Write every record out again exactly as given.

*** Available data ***

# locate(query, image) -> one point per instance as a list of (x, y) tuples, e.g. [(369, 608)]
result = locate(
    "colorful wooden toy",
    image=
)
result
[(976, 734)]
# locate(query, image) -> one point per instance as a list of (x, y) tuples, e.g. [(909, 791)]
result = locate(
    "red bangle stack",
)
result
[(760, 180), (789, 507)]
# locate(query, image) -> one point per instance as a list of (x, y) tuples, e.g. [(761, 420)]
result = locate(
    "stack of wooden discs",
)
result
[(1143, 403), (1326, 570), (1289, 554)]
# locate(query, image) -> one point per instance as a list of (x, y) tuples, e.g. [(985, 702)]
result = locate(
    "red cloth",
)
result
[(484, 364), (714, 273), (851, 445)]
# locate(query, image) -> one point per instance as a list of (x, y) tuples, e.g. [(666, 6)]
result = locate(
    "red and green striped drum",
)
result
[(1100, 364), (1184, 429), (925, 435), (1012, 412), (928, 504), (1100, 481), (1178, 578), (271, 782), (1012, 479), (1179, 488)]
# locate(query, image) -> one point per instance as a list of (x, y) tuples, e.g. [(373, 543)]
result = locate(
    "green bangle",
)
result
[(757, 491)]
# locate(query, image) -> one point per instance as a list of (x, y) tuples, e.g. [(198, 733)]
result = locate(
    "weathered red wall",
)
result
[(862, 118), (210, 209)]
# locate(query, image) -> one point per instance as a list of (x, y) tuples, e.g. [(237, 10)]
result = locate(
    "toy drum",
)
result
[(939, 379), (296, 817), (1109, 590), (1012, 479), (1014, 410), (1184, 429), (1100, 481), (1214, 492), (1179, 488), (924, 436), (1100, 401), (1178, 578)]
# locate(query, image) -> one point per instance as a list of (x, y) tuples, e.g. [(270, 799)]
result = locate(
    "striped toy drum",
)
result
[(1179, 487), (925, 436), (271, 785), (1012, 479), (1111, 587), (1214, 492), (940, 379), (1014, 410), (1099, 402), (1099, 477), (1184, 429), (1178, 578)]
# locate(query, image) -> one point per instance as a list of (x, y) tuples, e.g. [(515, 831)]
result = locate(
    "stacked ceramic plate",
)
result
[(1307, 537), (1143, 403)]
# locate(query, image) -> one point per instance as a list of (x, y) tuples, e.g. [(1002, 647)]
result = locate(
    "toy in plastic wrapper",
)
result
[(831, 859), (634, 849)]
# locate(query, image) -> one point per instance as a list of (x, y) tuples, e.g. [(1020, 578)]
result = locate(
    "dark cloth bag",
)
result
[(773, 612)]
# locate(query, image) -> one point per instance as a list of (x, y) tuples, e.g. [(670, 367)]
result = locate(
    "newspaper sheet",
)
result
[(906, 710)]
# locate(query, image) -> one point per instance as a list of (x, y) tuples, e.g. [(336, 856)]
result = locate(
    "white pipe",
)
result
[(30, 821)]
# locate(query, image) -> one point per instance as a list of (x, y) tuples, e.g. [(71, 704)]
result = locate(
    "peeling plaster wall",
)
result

*** End of Available data ***

§ Task solution
# locate(query, image) -> one point per instance as a list of (x, y) tuples, e.g. [(369, 608)]
result = locate(
    "colorful wooden toy",
    image=
)
result
[(976, 734)]
# locate(query, image) -> one point per instance as a list of (x, y) tuples, e.g. [(909, 791)]
result = locate(
    "red bangle stack",
)
result
[(760, 180), (789, 507)]
# locate(query, image) -> one point per instance as a list of (x, y) tuples, e.g. [(761, 420)]
result = locate(
    "stack of wooden discs",
)
result
[(1143, 403), (1326, 570), (1289, 554)]
# locate(query, image) -> one point per instance as a list of (x, y) tuples, e.g. [(985, 702)]
result = locate(
    "red cloth",
)
result
[(484, 364), (714, 273), (851, 445)]
# locate(query, image) -> one point per instance as a list of (x, y) tuples, e.g. [(666, 6)]
result = locate(
    "red and green striped drum",
)
result
[(1100, 364), (1184, 429), (925, 435), (1012, 412), (928, 504), (1100, 481), (1178, 578), (271, 782), (1012, 479), (1179, 488)]
# locate(query, image) -> one point per instance as a list of (x, y) tuples, e.g. [(373, 543)]
result = locate(
    "green bangle",
)
result
[(757, 491)]
# locate(query, image) -> one point per instance as a list of (x, y) tuples, e.g. [(198, 733)]
result = locate(
    "weathered red wall",
)
result
[(862, 118), (210, 209)]
# locate(query, image) -> one point per instance as a list of (x, y) tuples, e.g. [(237, 10)]
result = locate(
    "toy drum",
)
result
[(939, 379), (296, 817), (1109, 590), (1012, 479), (1014, 410), (1184, 429), (1100, 481), (1214, 492), (1179, 488), (924, 436), (1100, 401), (1178, 578)]
# locate(query, image) -> one point per instance as a list of (x, y) tuples, e.g. [(270, 799)]
result = locate(
    "striped toy drum",
)
result
[(1179, 487), (925, 436), (271, 785), (1012, 479), (1111, 587), (1214, 492), (940, 379), (1014, 410), (1099, 402), (1099, 477), (1184, 429), (1178, 578)]
# locate(query, image) -> one point per instance as a list of (x, y) tuples, e.g. [(515, 831)]
result = locate(
    "stacked ceramic plate",
)
result
[(1307, 537), (1143, 403)]
# locate(query, image) -> one point per instance as a list of (x, y) tuples, e.g. [(1002, 647)]
result = locate(
    "toy in plastic wrapper",
)
result
[(831, 859), (634, 849)]
# locate(query, image) -> one point per instance as a list of (x, y) tuples, e.g. [(1020, 578)]
result = locate(
    "dark cloth bag",
)
result
[(773, 612)]
# locate(query, image) -> one point per instance as a list of (x, y) tuples, e.g. [(670, 367)]
result = locate(
    "newspaper sheet",
)
result
[(906, 710)]
# locate(query, image) -> one point per instance as a list of (x, y) tuples, e.g. [(336, 856)]
result = locate(
    "white pipe",
)
result
[(30, 821)]
# locate(query, image) -> one point per instance as a list of (x, y) tuples, e.g. [(71, 704)]
result = locate(
    "peeling plaster wall",
)
result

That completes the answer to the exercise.